### Consigne A
D'après le texte sur les incendies de Bourges, à quelle date s'est déclaré le grand incendie dit de la Madeleine ?
### Consigne B
Poursuivez le texte sur les incendies de Bourges après sa dernière phrase.

Les incendies de grande ampleur à Bourges, il en a été
relevés près d'une cinquantaine dans le livre de
Roger Richer, "Bourges au fil des ans", entre le VI°
siècle et 1986, date du dernier incendie, celui de la
toiture du Palais du Duc Jean.
LES PREMIERS INCENDIES
CONNUS
Commençons avec l'année 588
: c'est le premier vrai incendie qui est rapporté d'une
manière cohérente par le célèbre
chroniqueur, Grégoire de Tours. Cet incendie ravage la
plus grande partie de la cité d'Avaricum, c'était
juste après la construction du premier Hôtel Dieu
en haut de ce qui sera la rue Bourbonnoux.
Quelques années plus tard, un second incendie se déroule,
il détruit la plus grande partie de la Ville, c'était
semble-il vers 612.
Pendant plusieurs siècles, il n'est pas fait mention d'incendies,
cela ne signifie pas qu'il n'y en ait pas eu, mais ils n'ont
pas laissé de grands souvenirs. Il faut atteindre le XIII°
pour que la série reprenne.
On a néanmoins retrouvé (Branner)
des traces d'incendie dans la cathédrale romane sans doute
entre 1190 et 1195. C'est ce qui aurait poussé les responsables
à construire une nouvelle cathédrale, celle que
l'on connaît aujourd'hui.
Ainsi, en 1252 un 23 juin, un important incendie se déclare
au centre de la Ville, entre la porte Gordaine, située
à l'Est, et la Cathédrale, laquelle n'était
pas terminée. Dans l'Histoire du Berry, de la Thaumassière,
il est écrit qu'il ne restait de la Ville de Bourges qu'une
seule maison ainsi que le chantier de la Cathédrale.
Un siècle plus tard, dans le
même quartier, alors que le Prince de Galles assiège
la ville de Bourges, l'Eglise Saint Jean des Champs fut en grande
partie détruite, ainsi que les maisons qui étaient
autour. Le vent soufflant de manière violente, l'incendie
gagna tout le centre de Bourges, la Cathédrale, essentiellement
formée de pierre, et qui étaient terminée
depuis peu échappa au sinistre, c'était en 1353.
La même année que la mise
en place de l'Université par Louis XI, c'était
le 8 mai, un vendredi, un incendie prit naissance dans le quartier
Saint Bonnet, il gagna de proche en proche une partie de la Ville.
Il s'arrêta au logis du Roi, lequel était situé
dans le Palais du duc Jean.
LE GRAND INCENDIE
DE BOURGES : 1487
C'était très exactement le
22 JUILLET 1487 que se déclara, LE grand incendie de Bourges,
celui dit de la Madeleine, ce fut une catastrophe pour la Ville
et la région. Pour beaucoup, Bourges ne s'est jamais remise
de ce fléau, ce fut le début de son déclin.

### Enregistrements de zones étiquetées

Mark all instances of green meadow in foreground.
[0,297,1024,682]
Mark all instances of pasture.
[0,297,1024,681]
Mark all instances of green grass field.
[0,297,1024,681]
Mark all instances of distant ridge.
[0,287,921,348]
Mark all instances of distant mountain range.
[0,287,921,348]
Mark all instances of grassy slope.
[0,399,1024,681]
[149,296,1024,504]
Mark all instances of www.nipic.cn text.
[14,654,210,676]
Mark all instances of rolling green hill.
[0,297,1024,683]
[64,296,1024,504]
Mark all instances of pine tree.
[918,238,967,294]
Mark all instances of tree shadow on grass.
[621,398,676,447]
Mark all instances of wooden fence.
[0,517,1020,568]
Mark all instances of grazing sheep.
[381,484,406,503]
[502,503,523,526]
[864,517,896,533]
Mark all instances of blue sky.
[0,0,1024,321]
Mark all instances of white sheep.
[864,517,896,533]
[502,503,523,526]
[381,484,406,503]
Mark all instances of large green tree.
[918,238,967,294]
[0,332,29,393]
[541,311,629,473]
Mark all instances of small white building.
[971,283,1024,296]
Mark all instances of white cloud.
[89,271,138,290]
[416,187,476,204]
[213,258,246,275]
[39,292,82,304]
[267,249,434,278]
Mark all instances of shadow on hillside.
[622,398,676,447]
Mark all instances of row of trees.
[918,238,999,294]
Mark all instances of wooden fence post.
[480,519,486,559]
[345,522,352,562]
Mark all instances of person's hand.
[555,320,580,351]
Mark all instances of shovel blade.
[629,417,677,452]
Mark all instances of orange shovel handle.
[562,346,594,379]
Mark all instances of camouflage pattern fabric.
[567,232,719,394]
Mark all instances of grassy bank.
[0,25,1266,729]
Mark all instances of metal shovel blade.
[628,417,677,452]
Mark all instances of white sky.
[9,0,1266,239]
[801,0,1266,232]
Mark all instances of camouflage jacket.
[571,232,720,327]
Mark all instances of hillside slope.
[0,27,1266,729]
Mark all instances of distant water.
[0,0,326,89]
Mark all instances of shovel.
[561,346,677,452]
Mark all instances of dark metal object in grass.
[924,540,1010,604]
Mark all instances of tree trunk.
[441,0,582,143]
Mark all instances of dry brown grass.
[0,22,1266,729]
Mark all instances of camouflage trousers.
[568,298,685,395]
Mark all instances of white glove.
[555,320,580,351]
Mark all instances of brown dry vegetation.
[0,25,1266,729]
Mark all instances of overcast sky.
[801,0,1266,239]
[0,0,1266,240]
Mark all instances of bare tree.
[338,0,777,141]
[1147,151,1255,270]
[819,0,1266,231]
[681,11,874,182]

### Réponse A
Le 22 juillet 1487.

### Réponse B
Les documents sur le sujet sont rares. Retenons, pour la description,
un texte de 1566 de Jean Chaumeau. Le feu a pris dans la maison
d'un pauvre menuisier de la rue Saint Sulpice, au lieu dit "des
trois pommes". Les habitants du quartier se précipitèrent,
mais le vent était alors très fort et les maisons,
aux alentours faites de bois s'enflammèrent en quelques
instants. On raconte qu'un berruyer qui était allé
aider un voisin, alors que des flammèches voletaient de
partout, retrouva sa propre maison en feu à son retour
!
Les chiffres sur l'ampleur des dégâts sont discutés
par les historiens. Monsieur Jongleux en 1933 affirme que cet
incendie brûla 3000 maisons, la cité abritant alors
100 000 personnes. C'est sans doute exagéré. La
dernière grande étude sérieuse "La
vieille Ville en flamme" donne des valeurs différentes.
une estimation de 1000 à 2000 "habitations"
est vraisemblable.
Le feu se développa sur tout l'est de la
Ville, et ce sont des quartiers populaires et très peuplés
qui furent touchés. Parti du quartier Saint Sulpice, tous
les quartiers comme Saint Ambroix, Saint Pierre, Saint Bonnet
et Saint Jean des champs sont la proie des flammes. Les rues
Mirebeaux et le début de Bourbonnoux sont en cendre. On
compte qu'un tiers de la Ville est totalement détruit.
Les flammes vont venir "lécher" les murs de
la cathédrale, mais elle ne flambera pas.
" Toutes bruslées,
qui fut chose grandement calamiteuse et ne peust la foire de
my-Aoust prochaine ensuyant y estre tenue, pour la désolation
et la perte du lieu".
L'incendie de Bourges en 1487, dessin
de Bernard CAPO
Dans cette catastrophe, la Ville et
les échevins vont perdre leurs archives, car la Mairie
située au Prieuré de la Comtale va brûler.
C'est ainsi qu'il faudra reconstruire un bâtiment : ce
sera l'Hôtel des Echevins. D'autres monuments vont suivre,
comme l'Hôtel Lallemand, ainsi que la plupart des maisons
situées rue Mirebeau ou rue Bourbonnoux. Une façon
commode de les dater.
A la suite de l'Incendie de la Madeleine, la municipalité
décide, en novembre 1502, de faire l'acquisition de trois
douzaines d'échelles, ça pouvait servir.... et
ça servira !
LES FEUX A REPETITION
Le XVI° siècle restera celui
des incendies de Bourges, avec une douzaine de grands sinistres.
En 1508, l'Eglise Saint Bonnet est détruite, un architecte,
Laboureau la fera reconstruire peu de temps après. Trente
ans plus tard, c'est le quartier d'Auron qui est touché
avec l'incendie du Moulin dit de Messire Jacques. Le jeudi 28
juin 1540, c'est un feu de joie qui est allumé pour la
fête du quartier d'Auron, et comme les mesures de sécurité
ne sont pas prises, le feu se propage à tout un pâté
de maisons qui furent anéanties.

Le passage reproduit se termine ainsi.